* _Provided data_:
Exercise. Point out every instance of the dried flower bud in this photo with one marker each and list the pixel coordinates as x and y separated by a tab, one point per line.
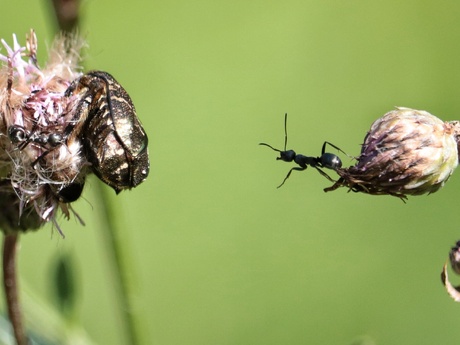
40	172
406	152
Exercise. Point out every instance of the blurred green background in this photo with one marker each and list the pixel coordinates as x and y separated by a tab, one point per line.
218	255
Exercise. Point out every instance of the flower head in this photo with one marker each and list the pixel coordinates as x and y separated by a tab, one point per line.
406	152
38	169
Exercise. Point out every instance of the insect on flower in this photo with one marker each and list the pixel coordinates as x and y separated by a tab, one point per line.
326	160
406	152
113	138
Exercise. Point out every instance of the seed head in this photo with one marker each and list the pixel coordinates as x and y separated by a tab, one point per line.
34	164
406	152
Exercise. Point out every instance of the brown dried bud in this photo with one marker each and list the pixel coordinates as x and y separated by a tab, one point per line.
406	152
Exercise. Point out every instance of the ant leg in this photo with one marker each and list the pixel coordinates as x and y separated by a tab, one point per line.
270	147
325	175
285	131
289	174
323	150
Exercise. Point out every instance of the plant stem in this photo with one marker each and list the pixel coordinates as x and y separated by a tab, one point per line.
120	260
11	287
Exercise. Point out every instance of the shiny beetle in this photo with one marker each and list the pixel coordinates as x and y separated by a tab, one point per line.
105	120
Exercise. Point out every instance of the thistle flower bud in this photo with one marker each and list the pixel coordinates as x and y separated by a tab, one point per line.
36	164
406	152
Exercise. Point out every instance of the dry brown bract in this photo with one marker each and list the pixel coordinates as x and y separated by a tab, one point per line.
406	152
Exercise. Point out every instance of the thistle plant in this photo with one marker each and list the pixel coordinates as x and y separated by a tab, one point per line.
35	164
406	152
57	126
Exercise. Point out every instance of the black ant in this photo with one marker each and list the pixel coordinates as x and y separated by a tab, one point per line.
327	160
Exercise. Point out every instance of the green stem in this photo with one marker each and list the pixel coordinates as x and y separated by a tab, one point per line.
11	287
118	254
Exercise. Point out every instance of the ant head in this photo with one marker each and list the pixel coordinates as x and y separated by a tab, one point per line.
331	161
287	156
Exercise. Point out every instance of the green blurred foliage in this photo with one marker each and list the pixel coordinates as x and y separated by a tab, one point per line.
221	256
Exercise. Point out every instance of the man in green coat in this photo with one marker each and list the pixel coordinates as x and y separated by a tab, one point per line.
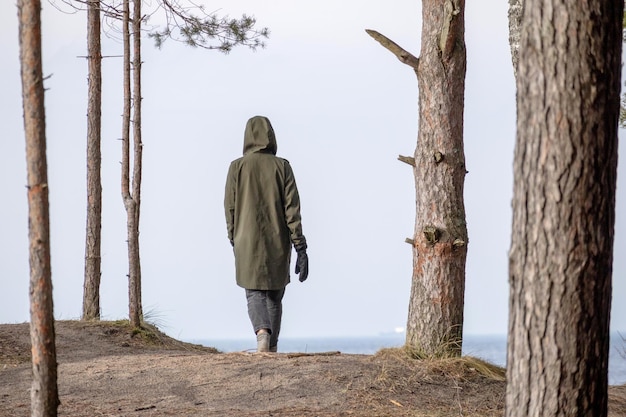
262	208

==

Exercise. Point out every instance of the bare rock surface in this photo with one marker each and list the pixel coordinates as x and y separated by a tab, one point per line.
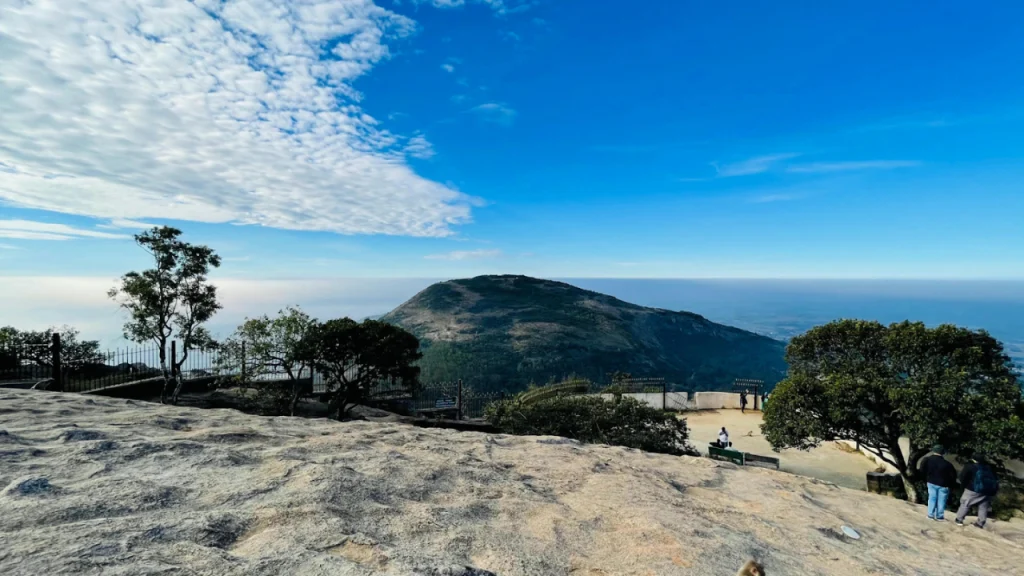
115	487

* _Stated goal_: Extract each line of the material above that contains the word "background".

* _Expected answer_:
Exercise. Point out every instance of the blurred green background in this photo with one marker each and list the pixel coordinates as x and y separated by a tab, one point per line.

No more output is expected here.